> [WHAT THIS TASK INVOLVES] Where an image appears, leave it out; otherwise repeat the data exactly.

> [PROVIDED RECORDS]
*** Block opens ***
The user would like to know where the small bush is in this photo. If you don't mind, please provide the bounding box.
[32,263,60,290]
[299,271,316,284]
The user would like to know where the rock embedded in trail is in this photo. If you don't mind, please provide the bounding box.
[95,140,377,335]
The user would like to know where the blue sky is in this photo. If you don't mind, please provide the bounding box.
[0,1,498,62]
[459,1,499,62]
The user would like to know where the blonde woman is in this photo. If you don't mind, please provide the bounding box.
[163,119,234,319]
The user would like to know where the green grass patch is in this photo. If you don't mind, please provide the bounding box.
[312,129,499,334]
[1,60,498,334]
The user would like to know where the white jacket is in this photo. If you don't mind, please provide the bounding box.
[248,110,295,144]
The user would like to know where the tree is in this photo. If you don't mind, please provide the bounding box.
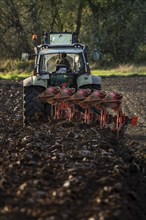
[0,0,30,57]
[87,0,146,62]
[0,0,146,63]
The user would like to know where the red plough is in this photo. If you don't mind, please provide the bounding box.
[38,87,138,139]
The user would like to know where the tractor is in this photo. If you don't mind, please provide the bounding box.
[23,32,137,139]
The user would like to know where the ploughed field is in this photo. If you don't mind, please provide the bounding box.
[0,76,146,220]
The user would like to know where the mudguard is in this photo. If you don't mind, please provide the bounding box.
[23,76,48,88]
[77,74,101,89]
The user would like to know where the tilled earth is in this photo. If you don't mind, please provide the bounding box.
[0,76,146,220]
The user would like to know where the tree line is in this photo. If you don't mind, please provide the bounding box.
[0,0,146,64]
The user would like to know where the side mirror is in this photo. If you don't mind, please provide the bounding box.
[21,53,29,61]
[93,50,100,61]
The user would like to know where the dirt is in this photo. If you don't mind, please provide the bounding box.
[0,76,146,220]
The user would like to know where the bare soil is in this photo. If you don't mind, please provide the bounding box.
[0,76,146,220]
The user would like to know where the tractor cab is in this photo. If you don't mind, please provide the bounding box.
[38,47,86,74]
[24,32,101,89]
[34,32,90,76]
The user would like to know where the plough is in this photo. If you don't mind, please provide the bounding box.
[38,87,138,139]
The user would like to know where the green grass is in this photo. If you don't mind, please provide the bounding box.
[0,72,31,80]
[92,70,146,77]
[92,64,146,77]
[0,69,146,81]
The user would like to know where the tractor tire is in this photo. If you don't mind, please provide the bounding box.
[23,86,46,125]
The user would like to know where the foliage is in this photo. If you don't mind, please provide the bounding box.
[0,59,34,73]
[0,0,146,63]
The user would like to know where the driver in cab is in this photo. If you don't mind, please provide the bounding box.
[56,53,71,71]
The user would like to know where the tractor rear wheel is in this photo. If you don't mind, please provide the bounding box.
[23,86,46,125]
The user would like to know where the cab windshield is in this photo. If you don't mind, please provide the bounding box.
[39,53,84,74]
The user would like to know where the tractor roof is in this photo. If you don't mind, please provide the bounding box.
[39,47,83,55]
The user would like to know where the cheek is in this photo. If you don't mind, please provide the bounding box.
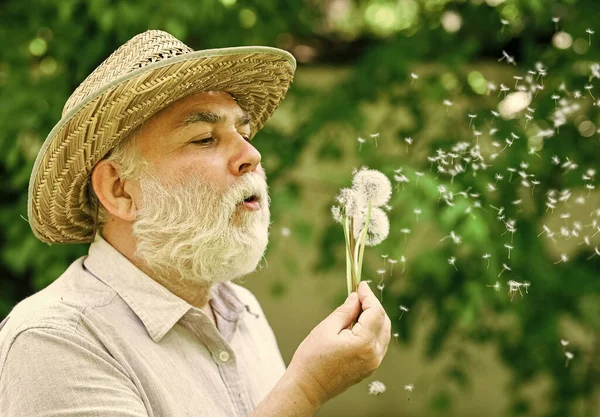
*** Block closes ***
> [REPLY]
The user would like to know where the small bush is in this photo. If you don't mind, please provide the bounding box.
[32,263,60,290]
[299,271,316,284]
The user would like to know where the rock embedded in trail is in this photo. If you don't mind, please provide the bounding box.
[95,140,377,335]
The user would like to know where the blue sky is in this photo. If you don't mind, please provide the bounding box.
[0,1,498,62]
[459,1,499,62]
The user would like to know where the blonde woman is in this photo. If you don't mind, please provide the bounding box.
[163,119,234,319]
The user would like to know where the green grass patch is in this photo. If you don't mind, please provide the bounding box.
[312,129,499,334]
[1,60,498,334]
The user would like to know where the white jacket is in this photo. If you don't mind, please provide the bounding box.
[248,110,295,144]
The user would like to know where the tree is in this photo. If you don't mind, please provide the bounding box.
[0,0,30,57]
[87,0,146,62]
[0,0,146,63]
The user would like to know where the red plough is in this photo. If you don't mind, please provide the bounding box.
[38,87,138,139]
The user would like to know where the tractor is in this photo. If you don't mind, please provide the bounding box.
[23,32,137,139]
The user would like to know where the ploughed field is in this photo. If you don't mind, please provide the bounding box.
[0,76,146,220]
The user would like to know where the mudguard is in this photo. If you don't mind, please provide the bounding box.
[23,76,48,88]
[77,74,101,89]
The user would like to know where the tilled earth is in this photo. If you don't mind, please provide the bounding box.
[0,76,146,220]
The user would like to know where the tree line is in this photo. If you don't mind, please provide the bounding box.
[0,0,146,64]
The user would like to know where the side mirror is in this photo. If you don't mind, please provide the bounding box.
[21,53,29,61]
[93,50,100,61]
The user would like to know where the dirt is in this photo. If you don't mind, please provide the bounding box.
[0,76,146,220]
The user would like to know where the bare soil is in this photo. If you don't mind, please provide the bounding box.
[0,76,146,220]
The user would like to know where the tractor cab is in this photo. If you don't mind, please provide the bounding box.
[38,47,86,74]
[24,32,101,89]
[34,32,90,76]
The user would like to know where the plough is in this photo. If you don't mind, please provide the bounding box.
[38,87,138,139]
The user would like to know where the green grass is in this photo. If you don't mind, please provide the bounding box.
[0,72,31,80]
[92,70,146,77]
[92,64,146,77]
[0,69,146,81]
The user would like to know where the tractor tire is in this photo. If you don't mind, please provide the bounding box.
[23,86,46,125]
The user would like to know where the foliage is in this photo. If you don't mind, please provide the bounding box.
[0,59,34,73]
[0,0,146,63]
The user would like to know where the driver in cab is in this photo. If you don't mind, please provide the bounding box.
[56,53,71,71]
The user would like to know where the tractor rear wheel is in this photo. If you don't mind, please provide the bounding box.
[23,86,46,125]
The user would like to know where the cab windshield is in this photo. If you don't mind, please provide the bounding box.
[39,53,84,74]
The user would like to know where the tractor roof is in this photo. If you don't mind, please provide the bounding box.
[39,47,83,55]
The user would like to know where the cheek is in this photo. If you don't mind, please provide the bounding box.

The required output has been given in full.